Exercise aim - Every line below between the line holding "Target: roof cupola" and the line holding "Practice step: put a point on each instance of the overgrown", inclusive, should be repeated exactly, and all other lines omitted.

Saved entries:
+ + + +

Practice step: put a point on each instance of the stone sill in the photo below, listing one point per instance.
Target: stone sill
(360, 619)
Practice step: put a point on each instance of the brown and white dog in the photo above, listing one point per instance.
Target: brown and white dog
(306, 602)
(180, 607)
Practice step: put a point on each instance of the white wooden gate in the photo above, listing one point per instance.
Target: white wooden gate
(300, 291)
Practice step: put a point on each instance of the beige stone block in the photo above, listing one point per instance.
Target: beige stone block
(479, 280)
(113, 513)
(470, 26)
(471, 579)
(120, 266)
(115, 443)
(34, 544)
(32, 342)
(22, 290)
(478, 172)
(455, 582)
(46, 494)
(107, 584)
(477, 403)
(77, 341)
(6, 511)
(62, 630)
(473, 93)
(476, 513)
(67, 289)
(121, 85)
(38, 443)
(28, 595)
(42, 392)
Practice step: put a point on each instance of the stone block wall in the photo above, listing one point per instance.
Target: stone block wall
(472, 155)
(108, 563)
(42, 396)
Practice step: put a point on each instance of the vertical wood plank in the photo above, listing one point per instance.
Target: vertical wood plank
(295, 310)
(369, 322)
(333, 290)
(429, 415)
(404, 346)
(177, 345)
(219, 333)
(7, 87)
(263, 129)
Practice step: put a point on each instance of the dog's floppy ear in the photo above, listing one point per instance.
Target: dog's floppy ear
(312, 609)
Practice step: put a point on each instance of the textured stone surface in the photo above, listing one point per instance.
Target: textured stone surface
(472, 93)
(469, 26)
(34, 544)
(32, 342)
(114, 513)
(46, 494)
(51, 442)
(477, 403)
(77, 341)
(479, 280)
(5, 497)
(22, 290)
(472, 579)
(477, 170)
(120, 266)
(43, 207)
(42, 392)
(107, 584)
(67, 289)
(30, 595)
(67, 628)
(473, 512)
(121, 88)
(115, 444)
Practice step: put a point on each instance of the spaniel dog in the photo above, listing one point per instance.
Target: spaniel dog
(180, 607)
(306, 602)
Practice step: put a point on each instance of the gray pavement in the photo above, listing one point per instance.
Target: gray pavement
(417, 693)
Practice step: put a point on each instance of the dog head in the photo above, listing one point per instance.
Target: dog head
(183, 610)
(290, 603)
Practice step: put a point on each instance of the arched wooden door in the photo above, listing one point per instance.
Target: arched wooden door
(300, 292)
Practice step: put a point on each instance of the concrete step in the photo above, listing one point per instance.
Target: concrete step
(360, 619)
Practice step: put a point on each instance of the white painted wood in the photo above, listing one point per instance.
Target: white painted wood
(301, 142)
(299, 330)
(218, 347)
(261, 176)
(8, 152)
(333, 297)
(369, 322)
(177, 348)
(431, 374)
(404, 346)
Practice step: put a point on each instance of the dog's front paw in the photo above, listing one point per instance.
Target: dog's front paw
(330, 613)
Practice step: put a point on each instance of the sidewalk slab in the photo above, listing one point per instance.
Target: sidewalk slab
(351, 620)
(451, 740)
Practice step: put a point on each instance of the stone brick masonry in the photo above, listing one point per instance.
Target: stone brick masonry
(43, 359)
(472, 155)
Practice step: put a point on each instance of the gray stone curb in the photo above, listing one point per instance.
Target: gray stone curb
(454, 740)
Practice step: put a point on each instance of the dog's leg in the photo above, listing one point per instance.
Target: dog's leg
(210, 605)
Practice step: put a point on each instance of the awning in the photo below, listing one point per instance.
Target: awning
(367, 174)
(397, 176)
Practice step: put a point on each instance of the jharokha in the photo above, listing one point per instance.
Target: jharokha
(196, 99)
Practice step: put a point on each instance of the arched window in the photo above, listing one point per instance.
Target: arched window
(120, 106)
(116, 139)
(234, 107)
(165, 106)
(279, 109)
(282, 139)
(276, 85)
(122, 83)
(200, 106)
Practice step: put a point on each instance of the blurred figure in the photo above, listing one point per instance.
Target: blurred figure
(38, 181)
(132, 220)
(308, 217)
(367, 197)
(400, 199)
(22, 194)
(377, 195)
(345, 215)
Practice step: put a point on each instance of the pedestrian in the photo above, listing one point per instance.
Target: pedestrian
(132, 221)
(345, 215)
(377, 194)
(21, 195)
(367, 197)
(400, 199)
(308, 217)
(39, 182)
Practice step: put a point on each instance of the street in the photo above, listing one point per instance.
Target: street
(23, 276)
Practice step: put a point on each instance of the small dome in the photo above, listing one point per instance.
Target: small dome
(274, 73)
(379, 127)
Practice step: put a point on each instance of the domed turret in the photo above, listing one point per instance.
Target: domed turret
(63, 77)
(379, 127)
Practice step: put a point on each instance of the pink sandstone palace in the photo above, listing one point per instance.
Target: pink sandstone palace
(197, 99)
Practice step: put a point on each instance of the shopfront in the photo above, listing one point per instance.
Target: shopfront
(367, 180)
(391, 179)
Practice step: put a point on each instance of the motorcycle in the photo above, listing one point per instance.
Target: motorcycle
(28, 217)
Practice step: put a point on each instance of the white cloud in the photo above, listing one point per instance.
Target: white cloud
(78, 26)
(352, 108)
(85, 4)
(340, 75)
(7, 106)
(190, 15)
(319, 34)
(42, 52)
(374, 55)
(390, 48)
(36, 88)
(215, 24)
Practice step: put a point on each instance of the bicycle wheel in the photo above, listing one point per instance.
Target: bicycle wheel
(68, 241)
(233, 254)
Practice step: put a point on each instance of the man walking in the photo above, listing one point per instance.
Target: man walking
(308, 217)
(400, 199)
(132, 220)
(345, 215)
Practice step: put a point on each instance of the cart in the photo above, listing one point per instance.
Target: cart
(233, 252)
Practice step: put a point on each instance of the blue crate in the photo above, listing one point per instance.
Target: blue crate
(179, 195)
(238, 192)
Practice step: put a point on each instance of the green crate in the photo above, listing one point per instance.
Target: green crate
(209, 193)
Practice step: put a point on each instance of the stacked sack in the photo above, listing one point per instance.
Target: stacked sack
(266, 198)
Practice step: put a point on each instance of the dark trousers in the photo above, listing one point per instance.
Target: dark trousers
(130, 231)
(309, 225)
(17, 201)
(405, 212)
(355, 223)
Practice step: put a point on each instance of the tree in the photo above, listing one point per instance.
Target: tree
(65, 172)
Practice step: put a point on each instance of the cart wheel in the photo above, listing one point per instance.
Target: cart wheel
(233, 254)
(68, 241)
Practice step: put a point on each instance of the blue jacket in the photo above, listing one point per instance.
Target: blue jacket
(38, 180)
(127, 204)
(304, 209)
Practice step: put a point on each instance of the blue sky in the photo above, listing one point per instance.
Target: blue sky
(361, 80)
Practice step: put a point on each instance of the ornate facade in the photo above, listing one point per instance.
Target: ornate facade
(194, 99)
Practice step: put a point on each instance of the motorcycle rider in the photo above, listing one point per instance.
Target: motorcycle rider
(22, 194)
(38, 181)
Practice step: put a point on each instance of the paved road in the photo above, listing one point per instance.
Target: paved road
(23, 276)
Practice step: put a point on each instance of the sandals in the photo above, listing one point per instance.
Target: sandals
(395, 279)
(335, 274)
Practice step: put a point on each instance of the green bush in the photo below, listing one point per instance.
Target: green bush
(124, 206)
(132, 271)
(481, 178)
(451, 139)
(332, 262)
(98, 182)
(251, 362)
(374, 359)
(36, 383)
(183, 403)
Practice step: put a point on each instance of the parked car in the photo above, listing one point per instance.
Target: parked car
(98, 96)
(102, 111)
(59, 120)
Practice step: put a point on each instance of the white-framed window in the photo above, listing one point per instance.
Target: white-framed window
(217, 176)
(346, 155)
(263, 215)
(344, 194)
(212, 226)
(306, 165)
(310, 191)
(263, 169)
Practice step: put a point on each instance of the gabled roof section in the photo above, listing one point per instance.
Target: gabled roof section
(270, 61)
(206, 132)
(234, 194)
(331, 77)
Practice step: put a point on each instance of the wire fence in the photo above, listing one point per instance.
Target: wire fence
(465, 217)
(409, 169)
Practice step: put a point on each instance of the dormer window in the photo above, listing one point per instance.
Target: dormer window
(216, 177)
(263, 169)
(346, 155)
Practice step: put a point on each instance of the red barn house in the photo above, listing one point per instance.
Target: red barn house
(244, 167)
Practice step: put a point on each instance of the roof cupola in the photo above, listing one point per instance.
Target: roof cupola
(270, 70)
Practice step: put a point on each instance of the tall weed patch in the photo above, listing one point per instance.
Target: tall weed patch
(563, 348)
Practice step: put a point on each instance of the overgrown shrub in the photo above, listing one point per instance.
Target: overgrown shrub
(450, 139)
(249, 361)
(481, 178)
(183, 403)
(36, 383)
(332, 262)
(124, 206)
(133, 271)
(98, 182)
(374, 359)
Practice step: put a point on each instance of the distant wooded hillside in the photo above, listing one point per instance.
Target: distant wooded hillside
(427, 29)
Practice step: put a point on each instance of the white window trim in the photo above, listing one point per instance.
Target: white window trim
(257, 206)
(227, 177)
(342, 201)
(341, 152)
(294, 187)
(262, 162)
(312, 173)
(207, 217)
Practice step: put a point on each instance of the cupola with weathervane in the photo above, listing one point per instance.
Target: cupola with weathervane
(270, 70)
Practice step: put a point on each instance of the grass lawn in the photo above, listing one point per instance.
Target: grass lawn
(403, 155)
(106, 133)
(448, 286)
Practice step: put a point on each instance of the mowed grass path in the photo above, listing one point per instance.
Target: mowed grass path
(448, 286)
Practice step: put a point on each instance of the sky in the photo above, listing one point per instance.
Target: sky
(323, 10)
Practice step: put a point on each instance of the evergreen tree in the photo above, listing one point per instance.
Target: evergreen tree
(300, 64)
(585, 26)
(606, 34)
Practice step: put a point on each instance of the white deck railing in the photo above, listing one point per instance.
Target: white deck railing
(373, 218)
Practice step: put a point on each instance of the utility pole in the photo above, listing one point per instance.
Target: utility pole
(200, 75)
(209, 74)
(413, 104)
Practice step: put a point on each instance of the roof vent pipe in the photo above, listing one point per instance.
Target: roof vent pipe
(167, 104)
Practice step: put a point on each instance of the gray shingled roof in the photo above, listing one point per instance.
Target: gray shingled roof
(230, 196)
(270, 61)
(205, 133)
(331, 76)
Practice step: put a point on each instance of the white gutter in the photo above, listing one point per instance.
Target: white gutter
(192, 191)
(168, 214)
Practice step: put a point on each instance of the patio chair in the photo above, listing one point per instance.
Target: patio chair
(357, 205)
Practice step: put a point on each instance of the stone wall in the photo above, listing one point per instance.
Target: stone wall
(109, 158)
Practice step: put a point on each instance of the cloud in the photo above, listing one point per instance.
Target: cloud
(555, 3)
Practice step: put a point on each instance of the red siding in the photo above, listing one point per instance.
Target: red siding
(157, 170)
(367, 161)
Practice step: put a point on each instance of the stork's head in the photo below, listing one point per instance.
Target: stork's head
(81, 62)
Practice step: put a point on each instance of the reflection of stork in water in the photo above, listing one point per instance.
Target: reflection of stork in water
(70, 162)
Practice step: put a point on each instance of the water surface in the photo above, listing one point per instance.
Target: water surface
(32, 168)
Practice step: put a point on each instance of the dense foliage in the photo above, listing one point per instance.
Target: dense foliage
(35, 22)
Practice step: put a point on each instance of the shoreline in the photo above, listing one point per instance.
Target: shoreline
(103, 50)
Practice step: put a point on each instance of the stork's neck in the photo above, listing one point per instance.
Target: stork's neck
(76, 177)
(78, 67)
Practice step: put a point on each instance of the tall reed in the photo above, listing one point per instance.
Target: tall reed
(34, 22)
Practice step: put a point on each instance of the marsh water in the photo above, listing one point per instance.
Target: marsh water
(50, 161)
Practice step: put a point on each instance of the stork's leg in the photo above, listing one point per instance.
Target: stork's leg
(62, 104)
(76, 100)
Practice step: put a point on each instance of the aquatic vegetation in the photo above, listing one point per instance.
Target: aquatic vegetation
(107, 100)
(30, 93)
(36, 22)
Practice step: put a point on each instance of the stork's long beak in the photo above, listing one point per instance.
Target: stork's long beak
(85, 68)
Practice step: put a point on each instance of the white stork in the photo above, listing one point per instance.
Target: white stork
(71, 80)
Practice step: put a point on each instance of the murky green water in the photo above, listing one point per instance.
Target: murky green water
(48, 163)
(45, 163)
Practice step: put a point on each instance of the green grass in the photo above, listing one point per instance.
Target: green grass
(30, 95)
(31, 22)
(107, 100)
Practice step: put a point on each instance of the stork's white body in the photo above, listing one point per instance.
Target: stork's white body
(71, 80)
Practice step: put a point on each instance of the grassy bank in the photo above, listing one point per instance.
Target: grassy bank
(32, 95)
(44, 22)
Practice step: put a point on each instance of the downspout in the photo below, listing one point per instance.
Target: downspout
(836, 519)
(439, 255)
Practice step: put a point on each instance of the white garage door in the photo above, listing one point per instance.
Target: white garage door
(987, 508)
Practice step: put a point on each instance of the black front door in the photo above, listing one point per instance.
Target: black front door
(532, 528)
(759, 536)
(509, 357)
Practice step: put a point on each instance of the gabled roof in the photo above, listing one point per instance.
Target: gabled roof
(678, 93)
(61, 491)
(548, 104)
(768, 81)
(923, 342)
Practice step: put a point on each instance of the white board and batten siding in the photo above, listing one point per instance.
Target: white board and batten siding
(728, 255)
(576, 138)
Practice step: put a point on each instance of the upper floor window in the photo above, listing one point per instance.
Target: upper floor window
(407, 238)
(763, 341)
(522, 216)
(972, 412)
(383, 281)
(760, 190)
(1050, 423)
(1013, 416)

+ + + +

Written solution -
Target: roof cupola
(270, 70)
Practice step: put a point on each instance of the tall weed patch in the photo above, listing one point per instance.
Target: tall weed patch
(563, 348)
Practice step: put a point on each instance of the overgrown shrub in the photo above, listing one point per instance.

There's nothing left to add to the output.